- DO THIS -
Reproduce the records below word for word, starting at the line with "paved walkway | locate" and ending with the line with "top-left (0, 280), bottom-right (640, 338)", including both of those lines and nothing else.

- INPUT FOR THIS TASK -

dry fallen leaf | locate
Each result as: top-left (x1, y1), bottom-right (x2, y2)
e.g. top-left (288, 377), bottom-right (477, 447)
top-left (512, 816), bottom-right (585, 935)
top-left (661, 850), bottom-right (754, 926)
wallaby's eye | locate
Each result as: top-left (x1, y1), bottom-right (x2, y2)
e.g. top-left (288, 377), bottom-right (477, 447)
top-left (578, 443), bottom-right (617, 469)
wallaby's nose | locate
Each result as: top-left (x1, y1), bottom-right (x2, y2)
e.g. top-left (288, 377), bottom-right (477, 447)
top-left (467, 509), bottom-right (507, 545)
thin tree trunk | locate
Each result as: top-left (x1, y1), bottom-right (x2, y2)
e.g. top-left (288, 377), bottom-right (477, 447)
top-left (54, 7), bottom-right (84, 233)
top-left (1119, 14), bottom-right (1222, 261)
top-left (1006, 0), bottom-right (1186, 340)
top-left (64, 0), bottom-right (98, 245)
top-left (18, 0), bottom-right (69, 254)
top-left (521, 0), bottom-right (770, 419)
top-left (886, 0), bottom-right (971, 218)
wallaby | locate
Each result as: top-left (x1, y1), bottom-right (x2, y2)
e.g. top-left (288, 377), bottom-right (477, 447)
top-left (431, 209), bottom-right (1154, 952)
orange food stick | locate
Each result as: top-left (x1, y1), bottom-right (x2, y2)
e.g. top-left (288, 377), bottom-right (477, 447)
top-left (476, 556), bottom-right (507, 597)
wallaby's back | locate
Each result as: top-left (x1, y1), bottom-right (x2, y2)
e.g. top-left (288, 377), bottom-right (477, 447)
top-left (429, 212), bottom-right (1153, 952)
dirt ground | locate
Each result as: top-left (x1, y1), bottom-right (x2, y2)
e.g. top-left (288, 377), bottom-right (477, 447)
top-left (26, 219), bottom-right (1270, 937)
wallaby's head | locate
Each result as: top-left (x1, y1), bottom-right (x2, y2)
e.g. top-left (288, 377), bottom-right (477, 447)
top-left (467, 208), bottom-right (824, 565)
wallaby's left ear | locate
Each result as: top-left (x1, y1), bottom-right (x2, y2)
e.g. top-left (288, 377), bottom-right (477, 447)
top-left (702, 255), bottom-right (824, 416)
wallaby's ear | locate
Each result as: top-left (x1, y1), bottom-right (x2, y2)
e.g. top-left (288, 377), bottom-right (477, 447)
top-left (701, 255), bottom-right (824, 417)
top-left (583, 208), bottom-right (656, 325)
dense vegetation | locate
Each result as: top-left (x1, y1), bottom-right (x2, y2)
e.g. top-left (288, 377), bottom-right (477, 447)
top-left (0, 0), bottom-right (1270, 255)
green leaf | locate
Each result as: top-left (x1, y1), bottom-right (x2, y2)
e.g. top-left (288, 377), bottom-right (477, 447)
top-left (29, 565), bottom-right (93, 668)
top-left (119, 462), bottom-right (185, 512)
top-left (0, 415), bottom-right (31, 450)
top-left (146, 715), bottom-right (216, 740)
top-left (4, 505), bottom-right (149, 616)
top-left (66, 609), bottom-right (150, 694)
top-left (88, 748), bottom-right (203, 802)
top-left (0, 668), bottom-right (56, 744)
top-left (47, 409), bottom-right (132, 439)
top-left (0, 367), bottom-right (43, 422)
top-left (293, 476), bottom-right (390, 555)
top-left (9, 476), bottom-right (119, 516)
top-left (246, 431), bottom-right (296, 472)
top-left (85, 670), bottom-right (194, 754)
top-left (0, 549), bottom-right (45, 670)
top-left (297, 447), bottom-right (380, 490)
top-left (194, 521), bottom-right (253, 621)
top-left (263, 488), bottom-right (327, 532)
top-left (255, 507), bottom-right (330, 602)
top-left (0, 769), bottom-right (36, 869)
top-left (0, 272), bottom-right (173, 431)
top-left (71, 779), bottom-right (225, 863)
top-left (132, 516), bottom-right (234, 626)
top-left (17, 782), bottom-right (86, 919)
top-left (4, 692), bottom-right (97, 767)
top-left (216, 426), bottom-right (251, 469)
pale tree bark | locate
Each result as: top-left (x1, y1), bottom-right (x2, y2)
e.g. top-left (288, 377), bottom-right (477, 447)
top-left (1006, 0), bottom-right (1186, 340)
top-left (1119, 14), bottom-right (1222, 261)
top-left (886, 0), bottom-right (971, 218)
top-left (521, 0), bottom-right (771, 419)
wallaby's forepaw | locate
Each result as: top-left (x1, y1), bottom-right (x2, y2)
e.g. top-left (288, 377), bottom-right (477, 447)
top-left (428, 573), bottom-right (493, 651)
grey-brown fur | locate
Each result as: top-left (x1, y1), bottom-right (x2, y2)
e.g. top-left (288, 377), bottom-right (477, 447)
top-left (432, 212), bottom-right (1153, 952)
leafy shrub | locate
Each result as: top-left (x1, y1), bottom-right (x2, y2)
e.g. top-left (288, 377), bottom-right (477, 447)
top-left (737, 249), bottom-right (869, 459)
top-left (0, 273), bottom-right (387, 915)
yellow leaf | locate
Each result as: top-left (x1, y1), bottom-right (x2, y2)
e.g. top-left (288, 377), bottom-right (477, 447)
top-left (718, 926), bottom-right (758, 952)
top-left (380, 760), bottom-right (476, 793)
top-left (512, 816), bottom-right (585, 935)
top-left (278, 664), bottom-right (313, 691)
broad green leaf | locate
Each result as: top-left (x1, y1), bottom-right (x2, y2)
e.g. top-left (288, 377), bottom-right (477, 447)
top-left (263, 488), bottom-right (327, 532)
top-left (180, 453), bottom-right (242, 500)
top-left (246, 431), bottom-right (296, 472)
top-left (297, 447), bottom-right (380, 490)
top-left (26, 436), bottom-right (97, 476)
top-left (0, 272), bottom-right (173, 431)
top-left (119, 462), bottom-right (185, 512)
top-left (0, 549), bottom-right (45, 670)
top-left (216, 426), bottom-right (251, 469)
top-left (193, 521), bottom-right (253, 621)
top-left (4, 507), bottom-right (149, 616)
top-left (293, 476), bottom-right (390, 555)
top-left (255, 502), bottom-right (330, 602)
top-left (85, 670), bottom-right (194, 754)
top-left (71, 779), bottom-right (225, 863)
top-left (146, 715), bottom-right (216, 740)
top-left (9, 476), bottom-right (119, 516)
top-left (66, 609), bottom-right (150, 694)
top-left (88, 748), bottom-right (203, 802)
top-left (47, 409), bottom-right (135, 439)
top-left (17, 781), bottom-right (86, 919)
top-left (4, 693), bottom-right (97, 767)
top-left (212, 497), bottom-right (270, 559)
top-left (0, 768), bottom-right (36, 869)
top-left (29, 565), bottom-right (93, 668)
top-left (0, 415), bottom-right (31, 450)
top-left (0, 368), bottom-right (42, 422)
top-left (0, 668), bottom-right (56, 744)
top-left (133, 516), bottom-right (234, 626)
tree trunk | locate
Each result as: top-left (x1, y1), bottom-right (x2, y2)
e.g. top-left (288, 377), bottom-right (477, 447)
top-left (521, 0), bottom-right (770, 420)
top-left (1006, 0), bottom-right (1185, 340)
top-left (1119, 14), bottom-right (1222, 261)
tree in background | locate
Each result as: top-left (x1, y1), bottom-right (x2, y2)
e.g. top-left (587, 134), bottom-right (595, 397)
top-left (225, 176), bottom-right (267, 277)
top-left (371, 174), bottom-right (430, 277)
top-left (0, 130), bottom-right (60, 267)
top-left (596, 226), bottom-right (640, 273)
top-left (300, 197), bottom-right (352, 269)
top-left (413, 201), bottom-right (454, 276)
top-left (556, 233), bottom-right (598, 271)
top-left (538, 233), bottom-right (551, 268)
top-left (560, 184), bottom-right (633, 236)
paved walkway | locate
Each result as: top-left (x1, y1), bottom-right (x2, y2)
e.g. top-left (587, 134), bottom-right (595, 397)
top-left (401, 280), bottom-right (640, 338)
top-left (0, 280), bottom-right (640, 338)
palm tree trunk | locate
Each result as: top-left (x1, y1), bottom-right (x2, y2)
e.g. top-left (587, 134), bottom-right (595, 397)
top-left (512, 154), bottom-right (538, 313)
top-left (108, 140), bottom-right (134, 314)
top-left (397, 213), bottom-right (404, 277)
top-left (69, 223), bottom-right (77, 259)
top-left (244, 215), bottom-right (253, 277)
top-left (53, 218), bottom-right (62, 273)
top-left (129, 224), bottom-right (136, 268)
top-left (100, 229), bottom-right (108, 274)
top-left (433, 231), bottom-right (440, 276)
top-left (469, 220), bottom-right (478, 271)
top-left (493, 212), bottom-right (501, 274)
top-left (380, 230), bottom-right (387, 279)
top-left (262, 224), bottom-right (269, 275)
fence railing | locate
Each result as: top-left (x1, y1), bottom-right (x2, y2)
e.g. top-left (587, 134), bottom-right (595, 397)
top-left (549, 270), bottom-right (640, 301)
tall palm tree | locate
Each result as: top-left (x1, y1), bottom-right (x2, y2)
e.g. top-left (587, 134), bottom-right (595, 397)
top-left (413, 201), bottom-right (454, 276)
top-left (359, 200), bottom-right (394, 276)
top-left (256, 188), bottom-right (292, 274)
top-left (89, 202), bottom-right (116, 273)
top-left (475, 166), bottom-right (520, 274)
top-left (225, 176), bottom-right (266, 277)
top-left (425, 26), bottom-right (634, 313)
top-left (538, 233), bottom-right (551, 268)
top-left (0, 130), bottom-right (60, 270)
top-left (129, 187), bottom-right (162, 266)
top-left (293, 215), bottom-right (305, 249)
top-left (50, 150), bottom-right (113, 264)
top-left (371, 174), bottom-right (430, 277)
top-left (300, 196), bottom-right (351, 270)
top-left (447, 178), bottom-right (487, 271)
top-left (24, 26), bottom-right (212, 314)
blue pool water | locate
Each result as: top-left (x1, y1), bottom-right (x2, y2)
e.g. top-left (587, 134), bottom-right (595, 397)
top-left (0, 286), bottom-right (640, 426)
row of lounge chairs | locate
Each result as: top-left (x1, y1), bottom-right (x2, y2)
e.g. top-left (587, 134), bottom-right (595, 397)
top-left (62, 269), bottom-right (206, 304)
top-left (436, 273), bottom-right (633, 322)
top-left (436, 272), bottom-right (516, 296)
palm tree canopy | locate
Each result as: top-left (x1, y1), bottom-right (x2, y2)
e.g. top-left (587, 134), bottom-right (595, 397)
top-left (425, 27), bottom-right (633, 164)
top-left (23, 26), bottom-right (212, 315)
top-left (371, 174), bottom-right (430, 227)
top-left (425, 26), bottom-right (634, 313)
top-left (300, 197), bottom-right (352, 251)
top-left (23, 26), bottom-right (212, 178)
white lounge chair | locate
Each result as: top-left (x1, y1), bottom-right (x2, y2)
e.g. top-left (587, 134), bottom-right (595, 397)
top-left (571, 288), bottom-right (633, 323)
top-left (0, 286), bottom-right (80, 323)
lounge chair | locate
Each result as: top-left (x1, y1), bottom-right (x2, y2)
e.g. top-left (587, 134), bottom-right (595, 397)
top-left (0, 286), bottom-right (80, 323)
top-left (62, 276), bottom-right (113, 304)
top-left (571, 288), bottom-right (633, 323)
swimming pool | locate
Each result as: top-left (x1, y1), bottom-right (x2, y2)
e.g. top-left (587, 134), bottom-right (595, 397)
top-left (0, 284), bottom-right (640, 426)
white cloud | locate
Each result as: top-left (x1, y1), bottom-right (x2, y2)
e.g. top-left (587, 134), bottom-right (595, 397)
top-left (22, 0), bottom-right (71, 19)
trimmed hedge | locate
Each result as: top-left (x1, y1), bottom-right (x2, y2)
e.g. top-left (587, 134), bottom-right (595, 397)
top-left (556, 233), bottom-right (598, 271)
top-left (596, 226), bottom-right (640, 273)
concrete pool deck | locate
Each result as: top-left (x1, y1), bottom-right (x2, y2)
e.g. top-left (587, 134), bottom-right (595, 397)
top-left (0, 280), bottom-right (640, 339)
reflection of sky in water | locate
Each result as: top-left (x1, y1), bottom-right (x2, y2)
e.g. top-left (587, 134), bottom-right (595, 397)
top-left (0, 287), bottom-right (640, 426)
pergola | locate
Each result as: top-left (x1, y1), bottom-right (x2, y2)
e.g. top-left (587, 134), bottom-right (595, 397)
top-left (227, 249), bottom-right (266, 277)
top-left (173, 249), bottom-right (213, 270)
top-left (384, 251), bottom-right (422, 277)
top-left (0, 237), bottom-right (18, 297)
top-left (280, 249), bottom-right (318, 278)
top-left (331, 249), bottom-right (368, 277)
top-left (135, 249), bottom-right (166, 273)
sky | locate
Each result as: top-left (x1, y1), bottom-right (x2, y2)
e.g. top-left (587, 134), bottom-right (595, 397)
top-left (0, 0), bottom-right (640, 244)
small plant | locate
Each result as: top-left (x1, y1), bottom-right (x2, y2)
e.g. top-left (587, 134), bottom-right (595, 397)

- RESPONSE TO THE TASK -
paved walkway | locate
Each result as: top-left (x1, y1), bottom-right (x2, y2)
e.g. top-left (587, 134), bottom-right (595, 397)
top-left (401, 280), bottom-right (640, 338)
top-left (0, 280), bottom-right (640, 338)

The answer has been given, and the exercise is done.